- **Task**
List every line in the entries below that contains the string "girl", and match case exactly.

- **Given data**
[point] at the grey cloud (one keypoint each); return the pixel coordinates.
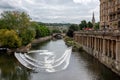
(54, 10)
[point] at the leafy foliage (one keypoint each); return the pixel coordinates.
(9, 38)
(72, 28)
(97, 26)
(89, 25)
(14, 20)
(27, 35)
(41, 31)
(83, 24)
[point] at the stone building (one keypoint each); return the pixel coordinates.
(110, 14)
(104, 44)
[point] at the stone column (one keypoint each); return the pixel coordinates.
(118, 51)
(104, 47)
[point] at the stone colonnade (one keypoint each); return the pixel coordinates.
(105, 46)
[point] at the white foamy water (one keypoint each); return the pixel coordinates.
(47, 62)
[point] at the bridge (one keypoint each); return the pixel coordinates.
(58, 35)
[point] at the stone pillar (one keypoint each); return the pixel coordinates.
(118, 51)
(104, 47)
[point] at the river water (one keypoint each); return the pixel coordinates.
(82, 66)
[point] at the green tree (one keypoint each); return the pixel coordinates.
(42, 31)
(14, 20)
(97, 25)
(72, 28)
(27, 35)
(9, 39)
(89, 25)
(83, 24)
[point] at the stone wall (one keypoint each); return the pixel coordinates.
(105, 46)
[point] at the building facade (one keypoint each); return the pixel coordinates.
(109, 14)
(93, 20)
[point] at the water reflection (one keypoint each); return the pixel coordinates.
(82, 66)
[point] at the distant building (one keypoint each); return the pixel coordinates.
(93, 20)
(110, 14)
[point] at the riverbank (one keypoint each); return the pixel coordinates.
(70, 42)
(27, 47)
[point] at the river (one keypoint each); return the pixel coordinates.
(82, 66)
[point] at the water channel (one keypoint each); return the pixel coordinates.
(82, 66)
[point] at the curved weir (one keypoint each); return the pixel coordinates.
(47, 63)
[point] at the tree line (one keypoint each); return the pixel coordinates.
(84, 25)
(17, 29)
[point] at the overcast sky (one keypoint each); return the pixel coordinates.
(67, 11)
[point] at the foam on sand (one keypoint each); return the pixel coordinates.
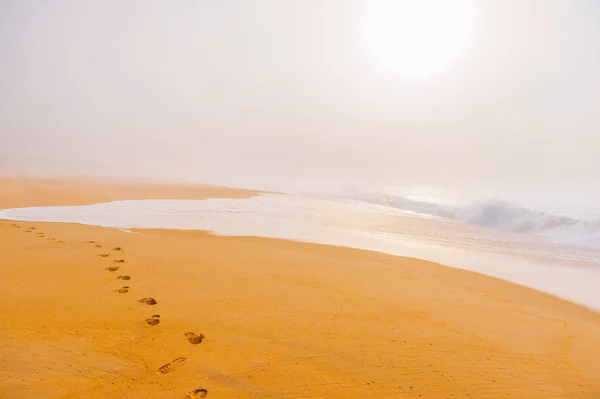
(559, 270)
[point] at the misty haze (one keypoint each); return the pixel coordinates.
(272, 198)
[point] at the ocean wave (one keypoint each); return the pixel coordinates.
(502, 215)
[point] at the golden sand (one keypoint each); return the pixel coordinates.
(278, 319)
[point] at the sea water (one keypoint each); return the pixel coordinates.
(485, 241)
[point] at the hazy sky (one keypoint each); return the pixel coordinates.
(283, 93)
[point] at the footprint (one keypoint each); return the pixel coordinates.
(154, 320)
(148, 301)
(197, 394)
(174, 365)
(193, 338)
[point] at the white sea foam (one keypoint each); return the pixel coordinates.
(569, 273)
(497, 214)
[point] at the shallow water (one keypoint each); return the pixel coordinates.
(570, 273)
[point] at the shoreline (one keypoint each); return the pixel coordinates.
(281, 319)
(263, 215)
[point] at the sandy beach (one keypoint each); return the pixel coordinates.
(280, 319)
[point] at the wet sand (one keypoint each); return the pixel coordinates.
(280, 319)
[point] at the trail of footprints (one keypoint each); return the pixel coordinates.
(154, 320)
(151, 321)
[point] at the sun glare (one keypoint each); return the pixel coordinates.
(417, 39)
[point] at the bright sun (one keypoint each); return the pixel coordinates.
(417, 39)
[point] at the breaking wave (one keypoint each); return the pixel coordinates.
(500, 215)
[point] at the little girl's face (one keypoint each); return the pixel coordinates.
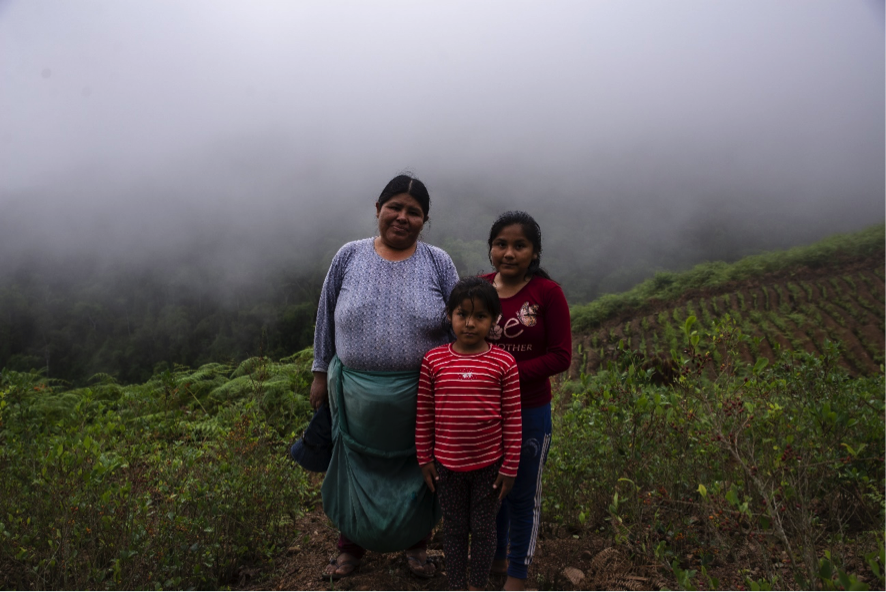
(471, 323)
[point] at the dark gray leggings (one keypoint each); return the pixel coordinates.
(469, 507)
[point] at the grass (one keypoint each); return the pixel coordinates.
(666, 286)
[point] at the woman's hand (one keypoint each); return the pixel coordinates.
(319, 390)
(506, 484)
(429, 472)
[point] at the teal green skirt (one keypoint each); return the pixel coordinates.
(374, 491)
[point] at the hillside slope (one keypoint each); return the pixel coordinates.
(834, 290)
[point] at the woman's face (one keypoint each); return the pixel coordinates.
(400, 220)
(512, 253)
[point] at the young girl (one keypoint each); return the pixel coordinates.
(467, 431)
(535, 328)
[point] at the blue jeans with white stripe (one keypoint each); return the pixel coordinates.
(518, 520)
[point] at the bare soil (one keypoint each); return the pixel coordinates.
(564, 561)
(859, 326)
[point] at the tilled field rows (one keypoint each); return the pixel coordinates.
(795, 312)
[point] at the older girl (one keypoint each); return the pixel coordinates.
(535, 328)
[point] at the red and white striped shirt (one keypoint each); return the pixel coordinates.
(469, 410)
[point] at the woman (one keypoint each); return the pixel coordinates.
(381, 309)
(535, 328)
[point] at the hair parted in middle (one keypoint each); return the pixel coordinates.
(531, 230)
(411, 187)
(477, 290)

--

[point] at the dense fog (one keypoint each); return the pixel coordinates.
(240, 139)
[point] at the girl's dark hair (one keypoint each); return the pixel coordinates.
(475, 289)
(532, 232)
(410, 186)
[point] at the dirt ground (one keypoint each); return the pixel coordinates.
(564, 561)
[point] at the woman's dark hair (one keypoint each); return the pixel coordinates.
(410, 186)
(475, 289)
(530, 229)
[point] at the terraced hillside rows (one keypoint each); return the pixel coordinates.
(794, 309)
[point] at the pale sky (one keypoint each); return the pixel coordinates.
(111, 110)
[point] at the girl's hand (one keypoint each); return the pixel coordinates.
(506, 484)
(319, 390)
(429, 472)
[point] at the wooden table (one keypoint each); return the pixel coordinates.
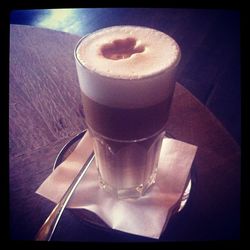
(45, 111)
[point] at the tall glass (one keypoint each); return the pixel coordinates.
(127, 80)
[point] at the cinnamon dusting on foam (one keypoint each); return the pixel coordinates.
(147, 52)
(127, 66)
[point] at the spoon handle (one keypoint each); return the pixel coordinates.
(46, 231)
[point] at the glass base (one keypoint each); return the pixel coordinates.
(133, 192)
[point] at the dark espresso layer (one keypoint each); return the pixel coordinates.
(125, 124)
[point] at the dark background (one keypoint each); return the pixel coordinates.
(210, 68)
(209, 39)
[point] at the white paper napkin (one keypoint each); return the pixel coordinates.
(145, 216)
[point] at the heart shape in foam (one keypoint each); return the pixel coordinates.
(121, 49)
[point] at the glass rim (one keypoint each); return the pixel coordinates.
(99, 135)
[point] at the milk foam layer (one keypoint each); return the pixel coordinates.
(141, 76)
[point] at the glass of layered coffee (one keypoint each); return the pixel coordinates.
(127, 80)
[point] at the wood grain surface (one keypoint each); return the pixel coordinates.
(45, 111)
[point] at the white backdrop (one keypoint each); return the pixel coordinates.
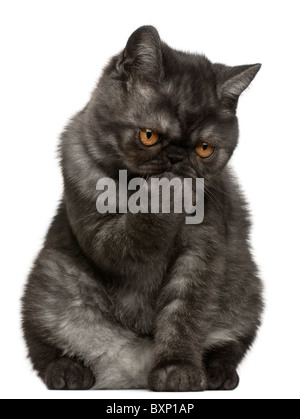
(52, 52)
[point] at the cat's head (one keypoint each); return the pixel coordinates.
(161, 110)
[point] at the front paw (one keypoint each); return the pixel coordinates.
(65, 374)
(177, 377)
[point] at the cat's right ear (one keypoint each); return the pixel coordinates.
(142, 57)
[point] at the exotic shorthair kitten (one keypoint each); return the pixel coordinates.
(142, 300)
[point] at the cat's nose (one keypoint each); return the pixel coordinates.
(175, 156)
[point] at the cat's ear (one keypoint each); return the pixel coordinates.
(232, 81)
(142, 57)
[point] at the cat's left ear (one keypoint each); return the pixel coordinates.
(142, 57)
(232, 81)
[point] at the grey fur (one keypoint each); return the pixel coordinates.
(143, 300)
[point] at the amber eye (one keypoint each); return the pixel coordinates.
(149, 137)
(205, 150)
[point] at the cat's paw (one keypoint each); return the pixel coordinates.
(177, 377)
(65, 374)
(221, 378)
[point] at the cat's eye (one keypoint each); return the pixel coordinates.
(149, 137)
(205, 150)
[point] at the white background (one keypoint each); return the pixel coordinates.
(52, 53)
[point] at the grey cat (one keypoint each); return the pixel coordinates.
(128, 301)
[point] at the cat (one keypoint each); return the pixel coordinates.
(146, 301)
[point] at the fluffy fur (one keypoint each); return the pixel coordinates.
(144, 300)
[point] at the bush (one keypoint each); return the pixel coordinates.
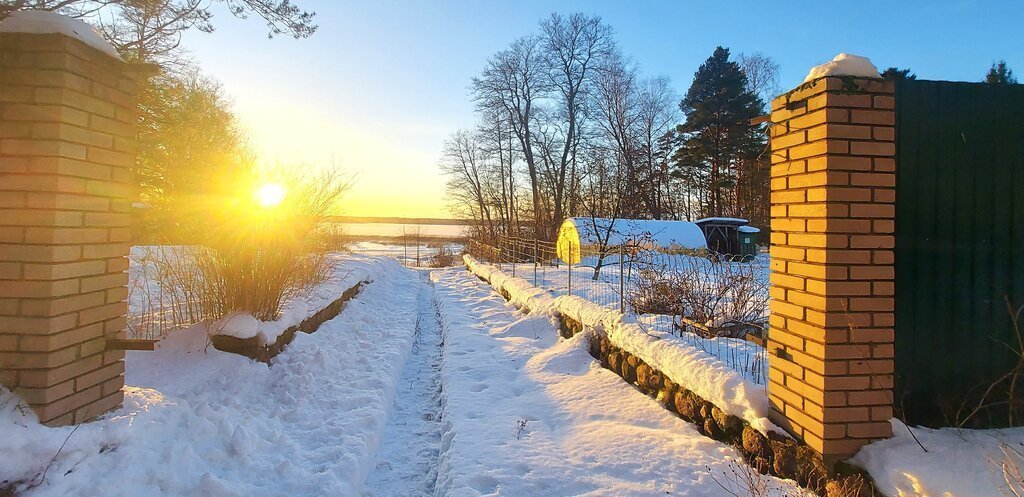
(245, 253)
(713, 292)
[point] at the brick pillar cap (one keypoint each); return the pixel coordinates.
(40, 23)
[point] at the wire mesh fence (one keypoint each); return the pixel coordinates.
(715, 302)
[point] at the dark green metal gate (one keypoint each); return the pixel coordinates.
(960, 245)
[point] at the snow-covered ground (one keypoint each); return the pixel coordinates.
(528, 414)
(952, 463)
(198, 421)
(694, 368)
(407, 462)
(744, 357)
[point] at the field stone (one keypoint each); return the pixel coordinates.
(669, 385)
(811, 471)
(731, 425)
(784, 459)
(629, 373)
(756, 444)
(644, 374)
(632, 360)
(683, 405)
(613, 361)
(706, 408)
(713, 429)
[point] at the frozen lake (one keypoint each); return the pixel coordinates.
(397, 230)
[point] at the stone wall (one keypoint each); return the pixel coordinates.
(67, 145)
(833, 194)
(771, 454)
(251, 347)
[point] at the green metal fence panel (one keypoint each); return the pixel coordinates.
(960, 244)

- **Output of the task**
[point] at the little girl's face (one keypoint each); return the pixel coordinates.
[point] at the young girl (one keypoint each); return the pixel coordinates.
[point] at the older girl (one keypoint each); return the pixel coordinates.
[point] at the girl's dark hair (one keypoint each); return the pixel coordinates.
[point] at the girl's hand (one keypoint each); return the pixel coordinates.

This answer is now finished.